Segment Open

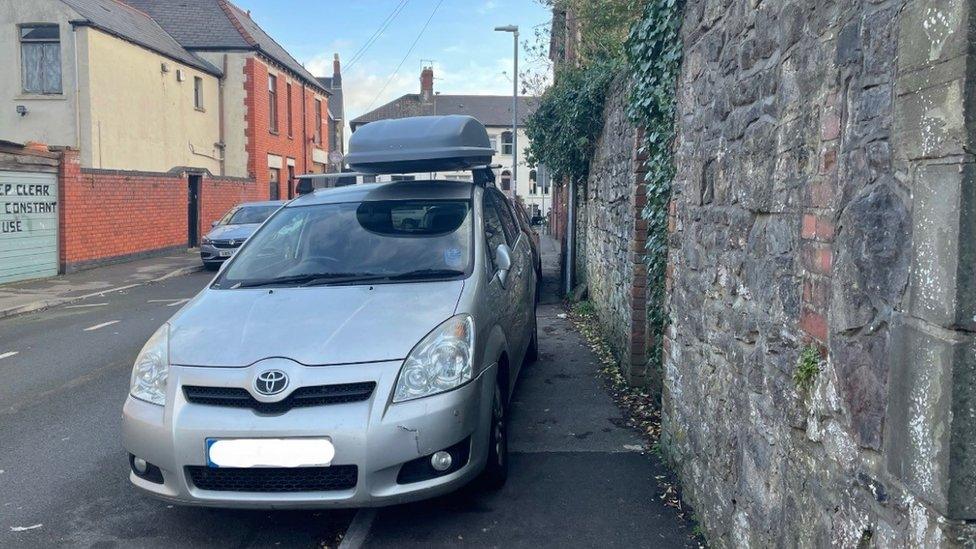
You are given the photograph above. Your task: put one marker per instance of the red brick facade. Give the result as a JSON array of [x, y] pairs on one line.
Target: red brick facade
[[111, 215], [296, 145]]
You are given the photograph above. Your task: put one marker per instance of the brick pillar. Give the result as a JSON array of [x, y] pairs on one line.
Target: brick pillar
[[69, 176], [636, 363], [817, 229]]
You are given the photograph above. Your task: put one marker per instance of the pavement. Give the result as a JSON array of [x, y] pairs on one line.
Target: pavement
[[35, 295], [576, 478]]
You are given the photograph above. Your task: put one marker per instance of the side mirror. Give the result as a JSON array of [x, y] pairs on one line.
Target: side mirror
[[503, 260], [304, 186]]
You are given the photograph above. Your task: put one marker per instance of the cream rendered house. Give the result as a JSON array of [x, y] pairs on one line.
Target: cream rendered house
[[103, 77]]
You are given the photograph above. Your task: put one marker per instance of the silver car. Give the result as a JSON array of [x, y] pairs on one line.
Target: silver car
[[231, 230], [359, 350]]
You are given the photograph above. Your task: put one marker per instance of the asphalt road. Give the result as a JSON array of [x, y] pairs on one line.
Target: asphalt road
[[576, 478], [62, 465]]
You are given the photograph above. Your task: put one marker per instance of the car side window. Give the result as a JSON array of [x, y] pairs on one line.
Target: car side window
[[505, 215], [494, 230]]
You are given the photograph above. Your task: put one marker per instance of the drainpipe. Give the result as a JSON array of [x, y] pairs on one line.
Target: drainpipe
[[220, 117], [570, 235]]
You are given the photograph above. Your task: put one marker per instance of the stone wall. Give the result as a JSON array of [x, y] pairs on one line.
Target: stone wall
[[824, 198], [611, 236]]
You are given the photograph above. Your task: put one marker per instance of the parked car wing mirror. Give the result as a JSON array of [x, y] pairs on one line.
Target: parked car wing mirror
[[503, 261]]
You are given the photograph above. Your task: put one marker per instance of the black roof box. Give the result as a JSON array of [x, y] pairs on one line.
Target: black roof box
[[419, 144]]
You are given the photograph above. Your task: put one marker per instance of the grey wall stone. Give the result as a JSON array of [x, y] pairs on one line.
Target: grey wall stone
[[825, 196]]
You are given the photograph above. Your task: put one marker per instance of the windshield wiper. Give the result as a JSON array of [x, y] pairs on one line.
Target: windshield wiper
[[426, 273], [307, 279]]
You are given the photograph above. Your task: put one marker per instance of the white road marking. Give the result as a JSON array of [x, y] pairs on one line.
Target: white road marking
[[358, 529], [102, 325], [85, 306]]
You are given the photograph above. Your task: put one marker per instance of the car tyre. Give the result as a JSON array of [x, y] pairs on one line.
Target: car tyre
[[496, 470]]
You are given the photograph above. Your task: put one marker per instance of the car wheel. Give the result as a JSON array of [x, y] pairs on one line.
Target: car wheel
[[496, 470]]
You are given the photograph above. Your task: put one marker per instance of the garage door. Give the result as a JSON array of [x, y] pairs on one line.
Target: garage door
[[28, 225]]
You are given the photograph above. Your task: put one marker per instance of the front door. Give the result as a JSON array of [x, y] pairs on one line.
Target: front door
[[274, 189], [193, 211]]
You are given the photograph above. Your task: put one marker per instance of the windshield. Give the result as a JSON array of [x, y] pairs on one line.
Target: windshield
[[356, 242], [249, 215]]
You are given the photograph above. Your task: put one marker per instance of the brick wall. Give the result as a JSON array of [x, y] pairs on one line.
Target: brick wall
[[262, 141], [110, 215]]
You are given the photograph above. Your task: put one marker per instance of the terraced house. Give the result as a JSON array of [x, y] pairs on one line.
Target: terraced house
[[161, 116]]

Segment Closed

WHAT THE TASK REQUIRES:
When you print the entries, keep every line exactly as it is and drop the pictures.

WRITTEN SOLUTION:
You are given the photograph above. Your task: put one marker per instance of the red brick facade. Give the result as a JSON array of [x, y] pairs on one line.
Target: red brick facade
[[111, 215], [296, 145]]
You are given the photograph above. Your task: put one marker per instance of the brick pillar. Give the result as a JSON array of [x, y] pairs on one line.
Target: brick pillar
[[69, 176], [636, 363], [817, 229]]
You are given the photograph above. Your task: put one marker per instance of the pavement. Give the result as a JSON array of [x, y] pairs on one line.
Target: pavement
[[35, 295], [576, 478]]
You are given the photograph above. Your task: put one marker per instance of the side mirror. Give the result as a JSON array of [x, y] pairs on one line.
Target: side mirror
[[503, 260], [304, 186]]
You are given the photograph above. Your task: put one marker per instance of the cream rendered house. Give the result as a JSON array of [x, y] pairs on one line.
Target: cream rendered house
[[103, 77]]
You are given the photograph above. Your task: put one marker per instance of the silver car. Give the result as a JSON array of [x, y] pairs on one line.
Target: silver car
[[231, 230], [359, 350]]
You are given the photograph above. Your task: put one marker per instance of the asphalt road. Give the result as a JSON array of [x, y] pairs on one line.
Target: asphalt road
[[576, 478], [62, 465]]
You are given the photograph above. Your task: put one marker per instance of the car side window. Give the result as a JSON array of [x, y] pairs on one line.
Target: car side window
[[505, 215], [494, 230]]
You are given the photograph above. Your task: put one marker per instance of the drainpipe. Give the result as a JSON array of [x, y] pairs on one line.
Target: drainpipe
[[220, 117], [570, 235]]
You are given the photograph above. Your task: put one marker per instance of the stone wall. Give the result as a JSON array of [x, y] pairs on one line.
Target: stone wall
[[824, 198], [611, 236]]
You are given the photograph above. Your task: put one marker per instance of the parked car wing mirror. Give the result as a JSON array of [x, y] pairs on one line.
Target: parked car wing mirror
[[503, 261]]
You are given the photograph above. Your task: put one marker per instance of the black roof box. Give the result as a JSON array of [x, y] pairs on one line.
Target: black roof box
[[419, 144]]
You are given the photograph above. Your task: put one marker per instance of the grey wall stone. Give the result as a JSON array of [x, y] pairs on one line.
Target: grey wall stone
[[825, 196]]
You are given the photograph above. Your task: put one marker per instance of the windshield wiper. Give the result as a JSON array of [x, y] pairs on one line.
Target: windshield wiper
[[426, 273], [307, 279]]
You are given the photograph above. Your task: put one marker per instance of the white road marking. Give the result as a JSON array of [x, y] pairs on one line.
Target: white road marking
[[358, 529], [102, 325], [85, 306]]
You are given the photograph above. Your task: put one marker per instance of the car tyre. Give the result as a JSON array of [x, y] pairs on one line.
Target: car tyre
[[496, 470]]
You are given the photograph above. Your task: put one marker per instance of the car wheel. Give the result as a JSON array of [x, y] pairs on one line.
Target: car wheel
[[496, 470]]
You are given the photograph above. Your task: put one marker per instance of the garage door. Give the result as a JSON array of [x, y] pairs on one line.
Target: garage door
[[28, 225]]
You are given the photograph above. Your task: put one marker per instance of the front door. Give the result as a JSON array of [x, y] pairs on one line.
Target: front door
[[274, 189], [193, 211]]
You are given the photograph above. Your task: put one marker per instance of the windshield. Give the result as a JSON array of [x, y] pairs on one line.
Target: windshield
[[356, 242], [249, 215]]
You are given the photograph above. Your task: put one marker per instance of the brick wall. Give the result as a JSON array of [x, y] pairs on one line.
Target: brick wall
[[262, 141], [110, 215]]
You are given the photograph above. Your task: put one marker per instance of the terraced house. Give the result as a JSON array of [x, y] pairs on one line.
Target: terraced house
[[161, 116]]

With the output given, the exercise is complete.